- _WORK TO BE COMPLETED_: Write out all of the lines below, exactly and completely.

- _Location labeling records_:

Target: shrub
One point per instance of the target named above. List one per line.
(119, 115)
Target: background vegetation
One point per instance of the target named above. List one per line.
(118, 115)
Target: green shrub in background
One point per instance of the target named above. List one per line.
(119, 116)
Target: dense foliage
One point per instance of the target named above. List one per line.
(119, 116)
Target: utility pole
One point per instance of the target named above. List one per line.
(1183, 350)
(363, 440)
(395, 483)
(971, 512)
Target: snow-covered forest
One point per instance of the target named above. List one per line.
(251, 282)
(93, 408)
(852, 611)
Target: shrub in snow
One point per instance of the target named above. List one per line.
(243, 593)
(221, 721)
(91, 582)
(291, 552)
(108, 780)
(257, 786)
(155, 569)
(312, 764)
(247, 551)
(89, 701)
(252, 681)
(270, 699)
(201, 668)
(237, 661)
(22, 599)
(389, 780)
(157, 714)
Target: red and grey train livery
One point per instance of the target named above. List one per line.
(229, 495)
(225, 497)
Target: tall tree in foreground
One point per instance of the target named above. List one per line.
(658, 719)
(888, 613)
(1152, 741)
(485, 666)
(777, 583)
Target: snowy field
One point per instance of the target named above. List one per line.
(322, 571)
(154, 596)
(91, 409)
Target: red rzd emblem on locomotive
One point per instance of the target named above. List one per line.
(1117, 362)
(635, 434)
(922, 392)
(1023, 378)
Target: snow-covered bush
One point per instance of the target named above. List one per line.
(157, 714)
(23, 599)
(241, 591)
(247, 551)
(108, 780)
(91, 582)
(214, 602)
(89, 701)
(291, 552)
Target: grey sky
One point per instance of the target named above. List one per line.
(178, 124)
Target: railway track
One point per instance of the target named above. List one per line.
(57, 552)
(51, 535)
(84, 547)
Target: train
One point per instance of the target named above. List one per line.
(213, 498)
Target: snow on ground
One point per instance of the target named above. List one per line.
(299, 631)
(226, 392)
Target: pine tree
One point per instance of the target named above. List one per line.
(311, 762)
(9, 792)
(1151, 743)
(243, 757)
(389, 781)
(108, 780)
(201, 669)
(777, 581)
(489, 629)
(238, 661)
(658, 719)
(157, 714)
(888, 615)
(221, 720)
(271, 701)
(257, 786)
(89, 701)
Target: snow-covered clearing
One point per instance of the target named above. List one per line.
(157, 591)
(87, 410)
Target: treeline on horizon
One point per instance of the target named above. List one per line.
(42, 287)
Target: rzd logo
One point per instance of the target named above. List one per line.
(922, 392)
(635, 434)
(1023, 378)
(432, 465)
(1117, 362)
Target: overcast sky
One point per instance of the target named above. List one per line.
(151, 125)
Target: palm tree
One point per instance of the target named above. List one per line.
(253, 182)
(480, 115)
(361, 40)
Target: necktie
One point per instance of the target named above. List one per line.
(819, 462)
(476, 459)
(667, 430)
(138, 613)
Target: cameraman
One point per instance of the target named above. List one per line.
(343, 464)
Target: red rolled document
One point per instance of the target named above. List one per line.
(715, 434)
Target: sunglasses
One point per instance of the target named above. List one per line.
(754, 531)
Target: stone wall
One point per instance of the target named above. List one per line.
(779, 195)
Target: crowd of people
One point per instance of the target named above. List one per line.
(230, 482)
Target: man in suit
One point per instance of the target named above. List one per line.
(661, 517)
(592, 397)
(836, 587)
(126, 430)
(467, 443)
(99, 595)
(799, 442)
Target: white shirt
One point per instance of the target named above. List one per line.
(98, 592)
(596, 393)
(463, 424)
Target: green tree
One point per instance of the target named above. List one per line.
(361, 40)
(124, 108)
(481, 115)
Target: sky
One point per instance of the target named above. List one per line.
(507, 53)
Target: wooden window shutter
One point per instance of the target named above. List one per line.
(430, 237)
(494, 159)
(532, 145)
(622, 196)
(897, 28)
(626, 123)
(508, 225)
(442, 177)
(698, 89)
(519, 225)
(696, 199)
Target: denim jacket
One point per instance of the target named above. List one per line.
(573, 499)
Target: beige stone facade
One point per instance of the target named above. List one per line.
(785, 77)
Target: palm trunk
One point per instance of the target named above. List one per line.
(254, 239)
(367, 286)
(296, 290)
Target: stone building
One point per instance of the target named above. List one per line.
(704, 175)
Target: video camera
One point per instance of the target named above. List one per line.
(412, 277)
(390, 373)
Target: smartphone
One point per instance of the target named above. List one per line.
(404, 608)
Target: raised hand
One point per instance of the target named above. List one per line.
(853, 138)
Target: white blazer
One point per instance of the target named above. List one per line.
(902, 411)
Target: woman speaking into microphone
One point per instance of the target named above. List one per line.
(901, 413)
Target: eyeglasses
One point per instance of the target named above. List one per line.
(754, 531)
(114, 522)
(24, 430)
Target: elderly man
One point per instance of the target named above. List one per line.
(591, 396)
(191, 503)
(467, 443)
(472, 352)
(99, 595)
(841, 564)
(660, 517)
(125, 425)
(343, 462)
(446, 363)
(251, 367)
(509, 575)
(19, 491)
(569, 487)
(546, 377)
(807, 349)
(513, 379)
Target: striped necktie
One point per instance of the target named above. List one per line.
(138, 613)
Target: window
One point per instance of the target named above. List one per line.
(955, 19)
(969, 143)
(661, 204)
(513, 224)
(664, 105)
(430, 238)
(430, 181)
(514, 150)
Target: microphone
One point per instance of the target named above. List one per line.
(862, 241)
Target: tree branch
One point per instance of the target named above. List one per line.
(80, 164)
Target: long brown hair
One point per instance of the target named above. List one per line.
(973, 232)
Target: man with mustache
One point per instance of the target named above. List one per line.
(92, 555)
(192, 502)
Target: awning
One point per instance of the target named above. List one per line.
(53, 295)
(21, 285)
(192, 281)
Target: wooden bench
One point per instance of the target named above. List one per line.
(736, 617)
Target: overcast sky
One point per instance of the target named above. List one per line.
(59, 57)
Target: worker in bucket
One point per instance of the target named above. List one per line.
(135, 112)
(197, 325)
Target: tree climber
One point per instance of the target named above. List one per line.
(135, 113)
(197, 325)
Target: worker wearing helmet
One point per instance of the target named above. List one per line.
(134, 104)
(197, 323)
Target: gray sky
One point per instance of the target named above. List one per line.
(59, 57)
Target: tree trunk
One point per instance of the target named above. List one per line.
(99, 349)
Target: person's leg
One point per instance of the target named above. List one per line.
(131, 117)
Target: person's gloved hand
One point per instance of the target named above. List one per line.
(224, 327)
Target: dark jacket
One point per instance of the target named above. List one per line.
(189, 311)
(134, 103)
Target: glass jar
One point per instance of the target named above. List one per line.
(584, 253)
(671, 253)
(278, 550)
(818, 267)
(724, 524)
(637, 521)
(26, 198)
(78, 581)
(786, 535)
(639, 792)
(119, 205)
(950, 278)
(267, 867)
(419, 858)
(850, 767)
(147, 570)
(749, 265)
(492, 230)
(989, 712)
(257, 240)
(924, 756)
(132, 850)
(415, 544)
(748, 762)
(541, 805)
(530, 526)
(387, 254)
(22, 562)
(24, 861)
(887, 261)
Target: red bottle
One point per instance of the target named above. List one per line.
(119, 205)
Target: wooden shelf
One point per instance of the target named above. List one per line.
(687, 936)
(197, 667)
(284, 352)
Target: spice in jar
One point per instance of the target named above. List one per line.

- _EXERCISE RESPONSE_:
Target: shrub
One point per instance of the target named above. List one per line.
(119, 115)
Target: background vegetation
One point per instance of the target named above. List one per line.
(118, 115)
Target: green shrub in background
One point per instance of the target named above. List one per line.
(119, 116)
Target: dense foliage
One point per instance of the target named above. List one per line.
(119, 116)
Target: utility pole
One point per instance of the target named above. List one per line.
(1183, 350)
(363, 440)
(395, 483)
(971, 512)
Target: snow-covered forest
One point per instance of the target named above. List one per line.
(251, 282)
(93, 408)
(852, 611)
Target: shrub in snow
One point per instance of the target named above. List one per line.
(243, 593)
(221, 721)
(91, 582)
(291, 552)
(108, 780)
(257, 786)
(155, 569)
(312, 764)
(247, 551)
(89, 701)
(252, 681)
(270, 699)
(201, 668)
(237, 661)
(22, 599)
(389, 780)
(157, 714)
Target: red and grey train livery
One point per instance of the target named above. List one per line.
(229, 495)
(225, 497)
Target: tall tree in foreground
One point per instance of the target named above. List one per line.
(658, 719)
(888, 613)
(1152, 741)
(485, 666)
(777, 583)
Target: snowy field
One point per instance of the target named above. List one per line.
(322, 571)
(154, 596)
(91, 409)
Target: red rzd emblem on locomotive
One point per instance of the target named above. List one per line.
(1117, 362)
(635, 434)
(922, 392)
(1023, 378)
Target: snow-covered bush
One point per instance of the target named above. List one per line.
(157, 714)
(23, 599)
(241, 591)
(247, 551)
(108, 780)
(91, 582)
(214, 602)
(89, 701)
(291, 552)
Target: grey sky
One point per instance of the target named above. List one per line.
(178, 124)
Target: railway track
One point per instance of the target named above. List one per line.
(57, 552)
(51, 535)
(84, 547)
Target: train
One point per instance of the target named above. List one per line.
(213, 498)
Target: snow on ground
One point per instance of the target named above. List one per line.
(299, 631)
(226, 392)
Target: pine tree
One point per instance of the target named above. List one per line.
(311, 762)
(9, 792)
(1151, 743)
(243, 757)
(389, 781)
(108, 780)
(201, 669)
(777, 581)
(489, 629)
(238, 661)
(658, 719)
(157, 714)
(888, 615)
(221, 720)
(271, 701)
(257, 786)
(89, 701)
Target: snow-covered clearing
One point per instance of the target named above. List one per line.
(157, 591)
(87, 410)
Target: treeline on horizon
One point per instance of the target named above. List one per line.
(42, 287)
Target: rzd logo
One point per instance of the target named above. List one per line.
(922, 392)
(635, 434)
(1023, 378)
(432, 465)
(1117, 362)
Target: overcast sky
One point per instance of the target named above. List one per line.
(151, 125)
Target: palm tree
One point per instance of the target named above. List one per line.
(253, 182)
(480, 115)
(361, 40)
Target: necktie
One point per instance of the target named above. List one per line.
(819, 462)
(476, 459)
(667, 430)
(138, 613)
Target: cameraman
One point per instance of the target named above. List one per line.
(343, 464)
Target: red rolled document
One point per instance of the target named above. List one per line.
(715, 434)
Target: sunglasses
One point per instance of the target named above. List one per line.
(754, 531)
Target: stone wall
One point per instance of the target named above. List one per line.
(779, 195)
Target: crowd of people
One point per instance of the target named above. List one per line.
(230, 482)
Target: man in suit
One point per instance of the target named above. List one per line.
(661, 517)
(592, 397)
(836, 587)
(126, 430)
(467, 443)
(99, 595)
(799, 442)
Target: white shirt
One point per instance of the target named above. List one per line.
(98, 592)
(596, 393)
(463, 424)
Target: green tree
One point per instance of the target named above. List one per line.
(361, 40)
(124, 108)
(481, 115)
Target: sky
One point per instance of the target named above. List one per line.
(507, 53)
Target: wooden window shutter
One point per instance of the target named above. List one per line.
(430, 237)
(494, 159)
(532, 145)
(622, 196)
(897, 28)
(626, 123)
(508, 225)
(442, 177)
(698, 89)
(519, 225)
(696, 199)
Target: denim jacket
One point per instance of the target named above. List one per line.
(573, 499)
Target: beige stone facade
One point per instance of the target named above. List one per line.
(785, 77)
Target: palm trunk
One point per instance of the target named above. List one per line.
(254, 239)
(367, 286)
(296, 290)
Target: stone building
One point per instance of the target named above. List one per line.
(704, 175)
Target: video camera
One point per instance of the target named above. List one per line.
(412, 277)
(390, 373)
Target: smartphone
One point per instance of the target named above. List one per line.
(404, 608)
Target: raised hand
One point per instance of the target named above. List one per line.
(853, 138)
Target: white blazer
One point per instance of the target named above. List one per line.
(902, 411)
Target: woman speaking into microphone
One point per instance of the target named above. List one per line.
(901, 413)
Target: eyeglasses
One point per instance of the target named above. List one per line.
(754, 531)
(114, 522)
(24, 430)
Target: elderly man
One point per instance of the target named above. List one per line.
(591, 396)
(191, 503)
(467, 443)
(472, 352)
(99, 595)
(841, 564)
(660, 517)
(125, 425)
(343, 462)
(446, 363)
(251, 367)
(509, 575)
(19, 491)
(569, 487)
(546, 377)
(807, 349)
(513, 379)
Target: striped necktie
One point per instance of the target named above. List one per line.
(138, 613)
Target: window
One point per instance of the target named above. List one per line.
(955, 19)
(969, 143)
(661, 204)
(513, 224)
(664, 105)
(430, 238)
(430, 181)
(514, 150)
Target: microphone
One point per instance of the target named above. List one per line.
(862, 241)
Target: tree branch
One point per instance of the target named above. List one per line.
(80, 164)
Target: long brown hair
One point per instance of the target named above. List one per line.
(973, 232)
Target: man with mustache
One point per instance of the target named above. List one per line.
(92, 555)
(192, 502)
Target: awning
One point per instance of the target named above. List one per line.
(53, 295)
(21, 285)
(192, 281)
Target: wooden bench
One point per instance of the target named above. List one per line.
(736, 617)
Target: overcast sky
One point per instance of the target named above. List one per line.
(59, 57)
Target: worker in bucket
One point per instance of the target named above. List one per line.
(135, 112)
(197, 325)
Target: tree climber
One point per instance of the target named above. List one per line.
(135, 113)
(197, 325)
Target: worker wearing helmet
One point per instance of the target named above. List one per line.
(134, 104)
(197, 323)
Target: gray sky
One point per instance of the target named above. List one per line.
(59, 57)
Target: tree trunk
One point per instance of the target named above. List one per line.
(99, 349)
Target: person's leg
One point per instance of the target named above. List one per line.
(131, 117)
Target: person's gloved hand
One point per instance of the target named above. List one per line.
(224, 327)
Target: dark jacket
One point per instance of the target named above. List one per line.
(189, 311)
(134, 103)
Target: glass jar
One point per instance of the target named above. List one per line.
(584, 253)
(671, 253)
(278, 550)
(818, 267)
(724, 524)
(637, 521)
(26, 198)
(78, 581)
(786, 535)
(639, 792)
(119, 205)
(950, 278)
(267, 867)
(419, 858)
(850, 767)
(147, 570)
(749, 265)
(492, 230)
(989, 712)
(257, 240)
(924, 756)
(132, 850)
(415, 544)
(748, 762)
(541, 805)
(530, 526)
(387, 254)
(22, 562)
(24, 861)
(887, 261)
Target: red bottle
One point per instance of the target named above. List one per line.
(119, 205)
Target: wooden shelf
One point per instance of the target named above. List one per line.
(687, 936)
(197, 667)
(284, 352)
Target: spice in jar
One point per instance of the target named above. List one per line.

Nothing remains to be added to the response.